引用文によると、政府の中央防災会議は東京湾北部を震源とするM7.3の地震で最大何人の死者が出ると想定しているか答えよ。

▶ 引用文
# # #
<M7級の首都直下型地震が今後4年以内に約70%の確率で発生する>
こんな試算をまとめたのは、東京大学地震研究所の研究チームだ。政府の地震調査研究推進本部が出している「30年以内に70%程度」という、首都直下を含む南関東の地震の発生確率と比べると、極めて高い数字。首都直下型地震がにわかに現実味を帯びてきたのだ。
政府の中央防災会議では、東京湾北部を震源とするM7.3の地震が起きた際の被害として、建物の全壊および焼失は約85万棟にのぼり、最大で約1万1000人もの死者が出ると想定している。
東日本大震災では、その被害の多くが津波によるものだったが、直下型地震の場合、危惧されるのは阪神・淡路大震災のような建物の損壊と火事だ。このふたつについては、家庭で行う対策で生死が分かれることになる。
危機管理教育研究所の代表・国崎信江氏は、こう語る。
「大地震から生き延びるには、“非常持ち出し袋”といった避難所生活を前提とした場当たり的な対策ではなく、避難しなくて済むように“災害に強い家”に住むことが大事なんです」
# # #
▶ 記録データ
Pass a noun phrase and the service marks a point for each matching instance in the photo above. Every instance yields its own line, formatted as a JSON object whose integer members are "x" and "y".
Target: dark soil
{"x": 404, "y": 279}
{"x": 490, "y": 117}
# # #
▶ 正しい結果
約1万1000人